- What the task requires -
Reproduce the entries word for word, and omit any picture you find in them.

Lines of data:
☆ ☆ ☆

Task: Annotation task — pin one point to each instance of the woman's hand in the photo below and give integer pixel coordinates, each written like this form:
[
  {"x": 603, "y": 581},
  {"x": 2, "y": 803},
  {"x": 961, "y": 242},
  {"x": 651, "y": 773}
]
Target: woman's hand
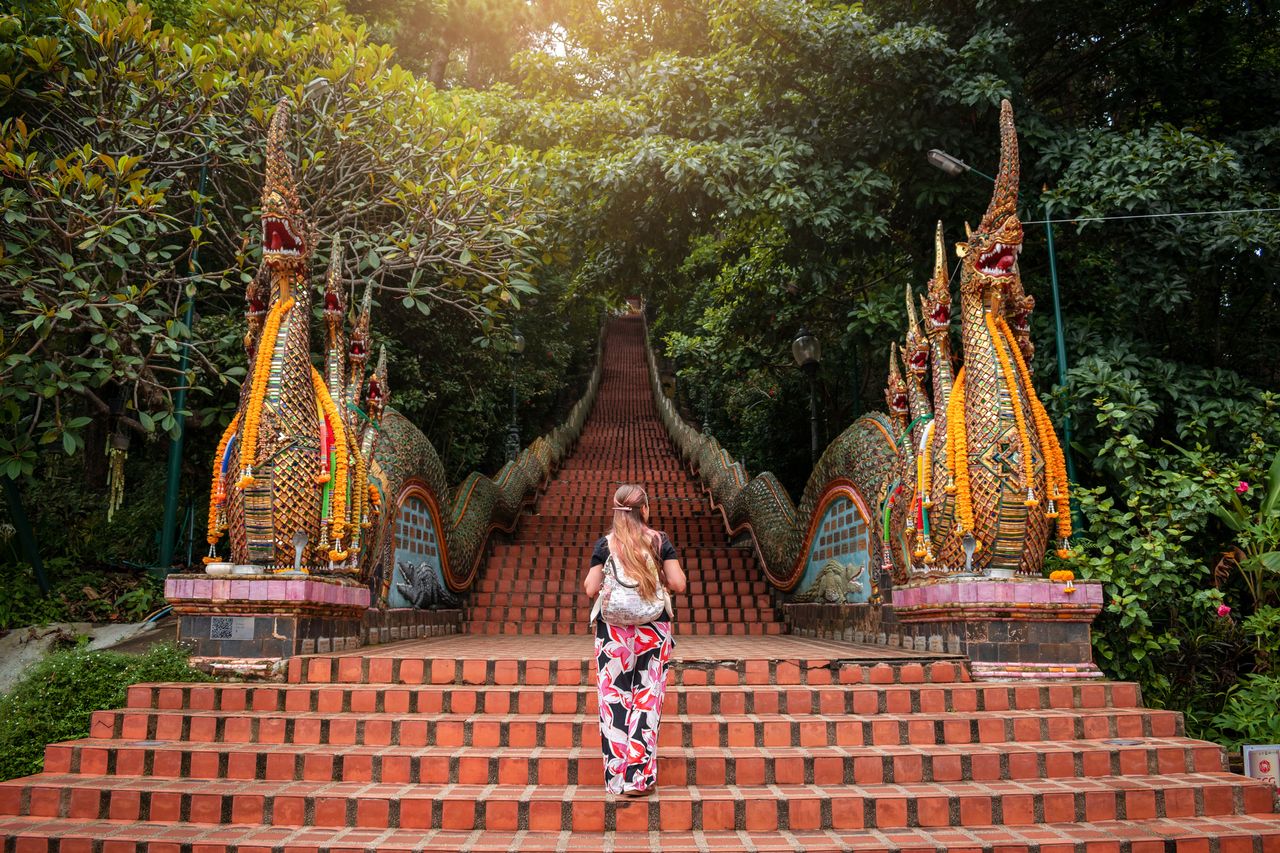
[{"x": 675, "y": 575}]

☆ ☆ ☆

- Answer in full -
Task: Annotation task — pin one point to each instance of the woman's hand in the photo below and give integer pixel coordinates, each written like this form:
[
  {"x": 603, "y": 581},
  {"x": 2, "y": 803},
  {"x": 961, "y": 242},
  {"x": 651, "y": 773}
]
Target: woman's hand
[{"x": 675, "y": 575}]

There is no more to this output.